##### Records to use

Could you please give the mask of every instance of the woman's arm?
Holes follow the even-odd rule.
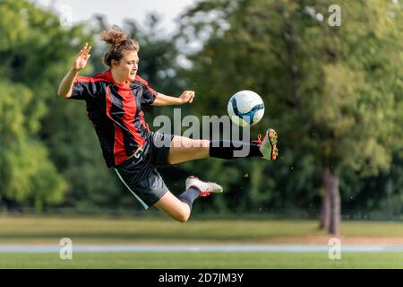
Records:
[[[59,89],[57,90],[57,96],[63,98],[70,98],[72,96],[73,83],[79,72],[87,65],[88,59],[90,57],[90,49],[91,47],[89,46],[88,43],[85,43],[84,47],[77,54],[73,67],[67,72],[66,75],[60,83]]]
[[[170,106],[192,103],[194,98],[194,91],[184,91],[179,97],[170,97],[159,92],[151,106]]]

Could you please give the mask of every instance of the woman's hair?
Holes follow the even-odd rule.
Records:
[[[104,63],[111,66],[112,60],[119,61],[126,51],[138,52],[139,43],[124,34],[124,32],[116,25],[112,26],[112,30],[104,30],[101,34],[101,39],[109,44],[107,52],[104,55]]]

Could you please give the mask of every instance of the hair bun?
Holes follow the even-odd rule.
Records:
[[[110,30],[105,30],[102,32],[101,39],[114,47],[118,47],[127,39],[127,36],[118,26],[114,25]]]

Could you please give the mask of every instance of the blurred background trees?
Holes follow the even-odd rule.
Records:
[[[183,191],[190,174],[223,185],[223,196],[195,209],[302,212],[321,218],[321,227],[335,234],[340,214],[401,214],[402,6],[376,0],[331,4],[341,7],[340,27],[329,25],[325,0],[202,1],[181,17],[176,37],[164,35],[153,14],[141,29],[125,22],[124,30],[141,44],[141,76],[167,94],[196,91],[196,100],[181,107],[183,117],[226,115],[232,94],[253,90],[265,101],[266,114],[252,135],[269,126],[278,131],[275,164],[208,159],[161,169],[174,193]],[[82,43],[94,43],[84,73],[107,69],[99,33],[110,24],[102,15],[90,22],[63,28],[53,12],[26,0],[0,4],[0,204],[5,208],[141,208],[105,168],[84,103],[56,96]],[[159,114],[172,117],[173,109],[148,109],[151,129]]]

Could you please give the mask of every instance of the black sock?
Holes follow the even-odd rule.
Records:
[[[236,144],[237,147],[236,147],[234,144]],[[263,156],[259,150],[259,145],[257,144],[234,141],[210,141],[209,155],[212,158],[219,159],[236,159],[241,156],[235,156],[235,151],[244,151],[245,148],[249,148],[249,153],[244,156],[246,158]]]
[[[200,196],[200,190],[196,187],[189,187],[187,188],[182,195],[177,196],[180,201],[183,201],[184,203],[187,204],[192,211],[192,206],[193,205],[193,201],[197,197]]]

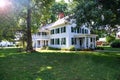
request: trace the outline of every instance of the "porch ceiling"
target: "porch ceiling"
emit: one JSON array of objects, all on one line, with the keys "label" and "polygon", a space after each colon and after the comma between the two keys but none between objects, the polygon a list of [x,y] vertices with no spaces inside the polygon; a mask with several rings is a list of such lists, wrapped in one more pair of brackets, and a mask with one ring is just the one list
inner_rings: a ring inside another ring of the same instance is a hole
[{"label": "porch ceiling", "polygon": [[81,37],[96,37],[97,35],[95,34],[76,34],[74,37],[76,38],[81,38]]}]

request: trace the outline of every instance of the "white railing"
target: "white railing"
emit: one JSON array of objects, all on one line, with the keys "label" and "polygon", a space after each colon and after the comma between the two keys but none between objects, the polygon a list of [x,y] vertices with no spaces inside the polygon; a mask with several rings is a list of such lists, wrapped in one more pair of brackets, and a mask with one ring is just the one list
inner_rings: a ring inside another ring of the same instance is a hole
[{"label": "white railing", "polygon": [[49,35],[33,35],[32,38],[34,39],[49,39]]}]

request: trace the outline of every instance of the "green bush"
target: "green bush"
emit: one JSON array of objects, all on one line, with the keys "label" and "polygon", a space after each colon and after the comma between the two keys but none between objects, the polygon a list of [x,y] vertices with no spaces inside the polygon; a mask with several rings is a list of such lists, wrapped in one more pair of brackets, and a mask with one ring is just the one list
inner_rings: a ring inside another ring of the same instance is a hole
[{"label": "green bush", "polygon": [[104,50],[103,47],[96,47],[95,49],[96,49],[96,50]]},{"label": "green bush", "polygon": [[119,40],[119,39],[114,40],[114,41],[110,44],[110,46],[111,46],[112,48],[120,48],[120,40]]},{"label": "green bush", "polygon": [[111,43],[111,42],[114,41],[114,40],[115,40],[115,37],[114,37],[114,36],[109,35],[109,36],[106,37],[106,41],[107,41],[108,43]]},{"label": "green bush", "polygon": [[60,50],[59,48],[54,48],[54,47],[49,47],[49,46],[47,46],[46,47],[46,50]]},{"label": "green bush", "polygon": [[75,51],[75,46],[70,46],[69,50],[70,51]]}]

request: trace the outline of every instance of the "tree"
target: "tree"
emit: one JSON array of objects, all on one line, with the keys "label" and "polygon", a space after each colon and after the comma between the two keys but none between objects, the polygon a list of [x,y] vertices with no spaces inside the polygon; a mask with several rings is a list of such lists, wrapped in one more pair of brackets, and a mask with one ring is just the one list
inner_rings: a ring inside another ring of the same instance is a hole
[{"label": "tree", "polygon": [[51,6],[51,22],[54,22],[57,20],[59,13],[64,13],[64,15],[68,15],[69,11],[68,11],[68,4],[65,3],[64,1],[61,2],[55,2],[52,6]]},{"label": "tree", "polygon": [[101,10],[98,9],[97,4],[92,0],[78,0],[77,6],[74,9],[74,17],[77,25],[86,25],[87,27],[94,27],[98,25],[101,19]]},{"label": "tree", "polygon": [[[39,1],[39,0],[28,0],[27,6],[25,6],[26,9],[27,9],[27,13],[26,13],[27,14],[27,17],[26,17],[26,23],[27,23],[27,25],[26,25],[27,26],[26,27],[26,34],[27,34],[27,47],[26,47],[26,51],[27,52],[32,52],[33,51],[33,48],[32,48],[32,37],[31,37],[31,28],[32,27],[31,26],[32,26],[32,24],[37,25],[37,23],[33,23],[35,21],[33,21],[32,19],[35,19],[35,18],[38,19],[40,16],[41,16],[40,19],[43,18],[42,16],[44,16],[44,19],[45,19],[44,11],[47,12],[47,9],[49,8],[50,3],[52,1],[53,0],[49,0],[49,1],[48,0],[41,0],[41,1]],[[38,14],[40,16],[35,16],[34,14]],[[37,25],[37,26],[39,26],[39,25]]]}]

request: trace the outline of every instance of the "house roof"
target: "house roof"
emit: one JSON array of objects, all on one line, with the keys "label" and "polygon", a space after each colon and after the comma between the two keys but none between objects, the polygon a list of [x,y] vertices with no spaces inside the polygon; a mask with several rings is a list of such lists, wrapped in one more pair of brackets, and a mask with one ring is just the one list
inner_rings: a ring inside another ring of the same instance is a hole
[{"label": "house roof", "polygon": [[57,21],[51,23],[51,24],[47,24],[47,25],[44,25],[42,27],[40,27],[40,31],[41,30],[48,30],[49,28],[52,28],[52,27],[57,27],[57,26],[60,26],[60,25],[65,25],[67,24],[69,21],[67,20],[69,17],[66,16],[64,18],[61,18],[61,19],[58,19]]}]

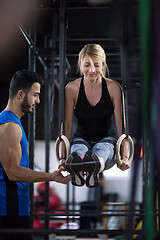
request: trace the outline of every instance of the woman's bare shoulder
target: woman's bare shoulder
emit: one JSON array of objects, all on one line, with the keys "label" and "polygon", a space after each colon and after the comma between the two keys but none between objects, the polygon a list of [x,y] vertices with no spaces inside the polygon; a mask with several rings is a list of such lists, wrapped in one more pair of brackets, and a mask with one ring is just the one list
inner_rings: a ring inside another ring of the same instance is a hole
[{"label": "woman's bare shoulder", "polygon": [[81,82],[81,78],[78,78],[78,79],[75,79],[75,80],[73,80],[73,81],[70,81],[70,82],[66,85],[66,90],[70,90],[70,91],[79,90],[80,82]]},{"label": "woman's bare shoulder", "polygon": [[117,82],[116,80],[105,78],[105,81],[108,89],[112,90],[114,88],[114,90],[117,89],[117,91],[121,89],[119,82]]}]

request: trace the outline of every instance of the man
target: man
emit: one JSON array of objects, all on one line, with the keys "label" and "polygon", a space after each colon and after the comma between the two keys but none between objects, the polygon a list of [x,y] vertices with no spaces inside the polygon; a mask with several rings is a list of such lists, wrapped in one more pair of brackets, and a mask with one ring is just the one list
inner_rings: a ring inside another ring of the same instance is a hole
[{"label": "man", "polygon": [[[30,227],[29,183],[56,181],[66,184],[63,167],[53,173],[29,168],[27,138],[20,118],[40,103],[42,79],[35,72],[15,73],[9,88],[9,100],[0,114],[0,228]],[[30,240],[31,235],[0,234],[0,239]]]}]

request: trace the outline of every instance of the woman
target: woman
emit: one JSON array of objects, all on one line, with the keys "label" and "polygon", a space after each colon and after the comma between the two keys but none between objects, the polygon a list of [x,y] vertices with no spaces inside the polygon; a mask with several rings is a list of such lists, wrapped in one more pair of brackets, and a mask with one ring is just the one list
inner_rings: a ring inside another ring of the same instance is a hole
[{"label": "woman", "polygon": [[[86,182],[88,187],[94,187],[99,173],[116,163],[115,145],[122,134],[121,87],[105,77],[106,55],[99,44],[84,46],[78,66],[82,77],[69,82],[65,89],[65,135],[71,140],[65,165],[73,185],[82,186]],[[74,114],[77,129],[71,139]],[[118,166],[121,170],[130,168],[127,140],[122,142],[121,160],[122,165]]]}]

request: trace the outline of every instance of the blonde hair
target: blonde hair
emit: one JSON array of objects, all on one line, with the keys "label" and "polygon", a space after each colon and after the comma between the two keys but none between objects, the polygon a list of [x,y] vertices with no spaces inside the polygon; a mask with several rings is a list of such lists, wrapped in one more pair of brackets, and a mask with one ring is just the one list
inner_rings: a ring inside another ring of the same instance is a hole
[{"label": "blonde hair", "polygon": [[79,53],[79,59],[78,59],[78,68],[80,70],[81,62],[83,58],[88,55],[91,58],[97,59],[99,61],[102,61],[103,63],[103,70],[102,70],[102,77],[105,77],[106,72],[109,76],[109,69],[106,63],[106,54],[104,49],[99,44],[87,44],[85,45],[82,50]]}]

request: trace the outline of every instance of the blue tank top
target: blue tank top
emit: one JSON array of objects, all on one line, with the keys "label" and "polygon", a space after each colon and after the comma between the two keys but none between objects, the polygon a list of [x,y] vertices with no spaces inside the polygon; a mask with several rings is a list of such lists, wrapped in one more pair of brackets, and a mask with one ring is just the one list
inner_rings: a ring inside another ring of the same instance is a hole
[{"label": "blue tank top", "polygon": [[101,99],[95,106],[90,105],[86,98],[82,78],[74,113],[77,117],[77,129],[74,137],[82,137],[93,142],[111,137],[113,138],[113,144],[116,143],[114,107],[104,78],[102,78]]},{"label": "blue tank top", "polygon": [[[13,122],[22,129],[20,165],[29,168],[28,144],[21,120],[11,111],[0,113],[0,124]],[[0,216],[30,215],[30,185],[29,183],[10,181],[0,162]]]}]

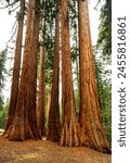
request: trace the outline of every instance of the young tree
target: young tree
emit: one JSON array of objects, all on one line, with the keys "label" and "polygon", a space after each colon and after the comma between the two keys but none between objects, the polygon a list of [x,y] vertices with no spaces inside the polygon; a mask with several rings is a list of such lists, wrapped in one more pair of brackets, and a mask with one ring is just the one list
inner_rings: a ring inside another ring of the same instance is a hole
[{"label": "young tree", "polygon": [[21,84],[10,140],[40,139],[36,121],[37,54],[40,0],[29,0]]},{"label": "young tree", "polygon": [[48,140],[60,139],[60,108],[58,108],[58,76],[60,76],[60,13],[55,16],[55,41],[54,41],[53,78],[51,91],[51,105],[49,110]]},{"label": "young tree", "polygon": [[20,16],[18,16],[18,30],[17,30],[16,49],[15,49],[15,57],[14,57],[12,87],[11,87],[11,97],[10,97],[10,103],[9,103],[6,127],[5,127],[5,131],[3,134],[3,136],[5,136],[5,137],[9,135],[9,127],[14,117],[16,100],[17,100],[17,95],[18,95],[22,40],[23,40],[23,24],[24,24],[24,9],[25,9],[25,0],[21,0],[21,9],[20,9]]},{"label": "young tree", "polygon": [[61,1],[62,15],[62,95],[63,124],[60,146],[79,146],[79,126],[76,120],[72,59],[69,45],[68,1]]},{"label": "young tree", "polygon": [[108,152],[109,147],[102,124],[102,114],[95,86],[95,72],[91,45],[88,1],[78,0],[80,115],[81,143],[98,151]]}]

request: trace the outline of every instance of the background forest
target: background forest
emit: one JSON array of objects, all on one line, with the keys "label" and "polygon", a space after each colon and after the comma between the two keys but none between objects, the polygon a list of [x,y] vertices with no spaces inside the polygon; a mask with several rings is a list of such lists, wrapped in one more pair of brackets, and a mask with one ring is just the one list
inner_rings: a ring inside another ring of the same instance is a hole
[{"label": "background forest", "polygon": [[[91,3],[91,1],[89,1]],[[20,9],[20,1],[18,0],[4,0],[0,2],[0,10],[1,8],[9,8],[9,14],[14,12],[15,10]],[[51,105],[51,96],[52,93],[58,91],[52,89],[53,78],[53,68],[54,68],[54,47],[55,47],[55,25],[58,17],[55,18],[57,11],[60,10],[56,7],[55,1],[43,1],[41,4],[38,4],[38,8],[42,10],[40,14],[40,30],[39,30],[39,47],[41,51],[46,51],[44,58],[38,53],[38,67],[37,67],[37,101],[39,98],[46,99],[44,101],[44,126],[48,126],[49,123],[49,110]],[[74,95],[75,95],[75,102],[76,102],[76,115],[77,118],[79,116],[79,106],[80,106],[80,98],[79,98],[79,46],[78,46],[78,8],[77,2],[75,0],[69,0],[69,33],[70,33],[70,53],[72,53],[72,66],[73,66],[73,82],[74,82]],[[96,76],[96,88],[99,95],[100,106],[102,110],[102,118],[103,118],[103,126],[105,133],[107,135],[108,141],[112,141],[112,78],[110,78],[110,55],[112,55],[112,0],[104,0],[102,7],[101,2],[98,1],[95,5],[95,10],[101,8],[100,14],[100,26],[99,26],[99,36],[96,46],[92,47],[93,49],[93,58],[94,58],[94,68],[95,68],[95,76]],[[4,9],[2,9],[4,10]],[[24,14],[22,9],[16,14],[16,24],[20,20],[24,20],[21,22],[24,26],[27,25],[27,12],[28,12],[28,2],[25,2],[24,7]],[[9,15],[10,16],[10,15]],[[15,24],[14,24],[15,26]],[[17,26],[15,26],[17,27]],[[14,28],[15,28],[14,27]],[[17,29],[17,28],[16,28]],[[22,30],[18,30],[22,37]],[[15,34],[13,34],[15,36]],[[13,36],[12,35],[12,36]],[[14,45],[16,43],[15,37],[11,38],[11,42]],[[58,34],[57,34],[58,38]],[[58,45],[56,45],[58,47]],[[23,48],[23,47],[22,47]],[[13,75],[13,65],[10,71],[6,71],[6,62],[11,60],[14,61],[14,50],[15,48],[10,48],[9,46],[5,50],[0,52],[0,128],[5,128],[6,120],[8,120],[8,112],[9,112],[9,100],[5,102],[3,100],[3,89],[5,89],[5,80],[8,77],[12,78]],[[13,57],[10,59],[8,58],[9,53],[12,53]],[[61,60],[61,57],[60,59]],[[41,67],[41,63],[43,61],[43,65]],[[56,63],[55,63],[56,65]],[[60,74],[61,72],[61,64],[60,64]],[[20,67],[21,70],[22,67]],[[56,67],[58,70],[58,67]],[[41,70],[41,72],[40,72]],[[44,71],[43,71],[44,70]],[[39,72],[42,75],[39,75]],[[44,86],[42,85],[42,80],[44,80]],[[61,90],[61,82],[62,77],[60,75],[60,90]],[[44,95],[40,92],[40,90],[44,89]],[[39,97],[39,95],[42,95]],[[61,96],[60,96],[61,97]],[[57,99],[60,103],[60,120],[62,120],[62,100],[61,98]],[[38,102],[39,104],[39,102]],[[39,116],[39,120],[42,117]],[[42,121],[42,120],[41,120]],[[39,123],[40,125],[40,123]],[[51,127],[51,126],[50,126]],[[46,130],[41,130],[46,133]]]}]

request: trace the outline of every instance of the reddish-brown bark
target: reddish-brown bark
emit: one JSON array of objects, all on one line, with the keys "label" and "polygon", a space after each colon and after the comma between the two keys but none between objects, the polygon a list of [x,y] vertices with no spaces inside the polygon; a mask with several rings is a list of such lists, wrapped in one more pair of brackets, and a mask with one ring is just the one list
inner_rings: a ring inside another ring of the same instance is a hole
[{"label": "reddish-brown bark", "polygon": [[101,152],[108,152],[108,141],[102,124],[102,114],[95,86],[88,1],[78,0],[80,115],[81,143]]},{"label": "reddish-brown bark", "polygon": [[60,139],[60,108],[58,108],[58,75],[60,75],[60,14],[55,17],[55,43],[53,61],[53,78],[51,91],[51,104],[49,110],[48,140],[57,141]]},{"label": "reddish-brown bark", "polygon": [[[44,29],[44,21],[42,24],[42,28]],[[44,126],[44,100],[46,100],[46,47],[44,47],[44,34],[42,34],[42,46],[40,47],[40,70],[39,70],[39,92],[38,92],[38,105],[37,105],[37,125],[39,134],[43,137],[46,135],[46,126]]]},{"label": "reddish-brown bark", "polygon": [[15,115],[9,127],[10,140],[40,139],[36,120],[39,14],[35,0],[29,0],[22,76]]},{"label": "reddish-brown bark", "polygon": [[69,45],[68,1],[61,2],[62,17],[62,95],[63,124],[60,146],[79,146],[79,126],[76,120],[76,104],[74,97],[72,59]]},{"label": "reddish-brown bark", "polygon": [[9,103],[8,122],[6,122],[6,127],[5,127],[5,131],[3,134],[3,137],[9,136],[9,127],[11,125],[13,117],[14,117],[17,93],[18,93],[22,39],[23,39],[23,24],[24,24],[24,8],[25,8],[25,0],[21,0],[16,49],[15,49],[14,67],[13,67],[13,78],[12,78],[11,96],[10,96],[11,98],[10,98],[10,103]]}]

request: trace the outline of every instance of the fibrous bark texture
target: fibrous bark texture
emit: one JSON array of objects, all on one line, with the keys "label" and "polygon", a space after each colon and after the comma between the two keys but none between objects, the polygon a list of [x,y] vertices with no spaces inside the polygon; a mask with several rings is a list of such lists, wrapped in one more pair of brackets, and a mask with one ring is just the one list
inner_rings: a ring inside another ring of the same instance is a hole
[{"label": "fibrous bark texture", "polygon": [[55,17],[55,43],[53,61],[53,79],[51,91],[51,104],[49,110],[48,140],[57,141],[60,139],[60,108],[58,108],[58,75],[60,75],[60,15]]},{"label": "fibrous bark texture", "polygon": [[12,86],[11,86],[11,97],[10,97],[10,103],[9,103],[8,122],[6,122],[6,127],[5,127],[5,131],[3,134],[3,137],[9,136],[9,127],[11,125],[13,117],[14,117],[17,93],[18,93],[22,39],[23,39],[23,24],[24,24],[24,8],[25,8],[25,0],[21,0],[16,49],[15,49],[14,67],[13,67],[13,78],[12,78]]},{"label": "fibrous bark texture", "polygon": [[79,126],[76,120],[72,59],[69,45],[68,1],[61,1],[62,10],[62,95],[63,124],[60,146],[79,146]]},{"label": "fibrous bark texture", "polygon": [[[42,28],[44,30],[44,20],[42,20]],[[44,99],[46,99],[46,47],[44,47],[44,34],[42,34],[42,46],[40,48],[40,70],[39,70],[39,93],[38,93],[38,106],[37,106],[37,125],[39,134],[43,137],[46,135],[44,126]]]},{"label": "fibrous bark texture", "polygon": [[80,115],[81,143],[101,152],[108,152],[108,141],[102,124],[102,114],[95,86],[88,1],[78,0]]},{"label": "fibrous bark texture", "polygon": [[14,118],[9,127],[10,140],[40,139],[36,121],[36,88],[37,88],[37,54],[39,37],[39,10],[29,0],[27,29],[25,38],[24,59],[21,84]]}]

##########

- [To be done]: Write out, word for word, the line containing "request: trace the outline of every instance of the fibrous" and every line after it to the end of the data above.

- [Answer to this task]:
request: trace the outline of every instance of the fibrous bark texture
target: fibrous bark texture
emit: one JSON array of objects, all on one line, with the keys "label" and "polygon", a space after each colon and after the comma between the two keys but none between objects, the polygon a list of [x,y] vertices with no spaces inside the polygon; a mask with several rings is a list of such lists, wrapped in one more pair of brackets, and a mask with one ring is just the one list
inner_rings: a ring inside another ring of the same instance is a hole
[{"label": "fibrous bark texture", "polygon": [[55,17],[55,43],[53,61],[53,79],[51,91],[51,104],[49,110],[48,140],[57,141],[60,139],[60,108],[58,108],[58,75],[60,75],[60,15]]},{"label": "fibrous bark texture", "polygon": [[12,86],[11,86],[11,97],[10,97],[10,103],[9,103],[8,122],[6,122],[6,127],[5,127],[5,131],[3,134],[3,137],[9,136],[9,127],[11,125],[13,117],[14,117],[17,93],[18,93],[22,39],[23,39],[23,24],[24,24],[24,8],[25,8],[25,0],[21,0],[16,49],[15,49],[14,67],[13,67],[13,78],[12,78]]},{"label": "fibrous bark texture", "polygon": [[79,126],[76,120],[72,59],[69,45],[68,1],[61,1],[62,10],[62,95],[63,124],[60,146],[79,146]]},{"label": "fibrous bark texture", "polygon": [[[42,28],[44,30],[44,20],[42,20]],[[44,99],[46,99],[46,47],[44,47],[44,34],[42,34],[42,46],[40,48],[40,70],[39,70],[39,93],[38,93],[38,106],[37,106],[37,125],[39,134],[43,137],[46,135],[44,126]]]},{"label": "fibrous bark texture", "polygon": [[80,115],[81,143],[101,152],[108,152],[108,141],[102,124],[102,114],[95,86],[88,1],[78,0]]},{"label": "fibrous bark texture", "polygon": [[14,118],[9,127],[10,140],[40,139],[36,121],[36,88],[37,88],[37,54],[39,37],[39,10],[29,0],[27,29],[25,38],[24,59],[21,84]]}]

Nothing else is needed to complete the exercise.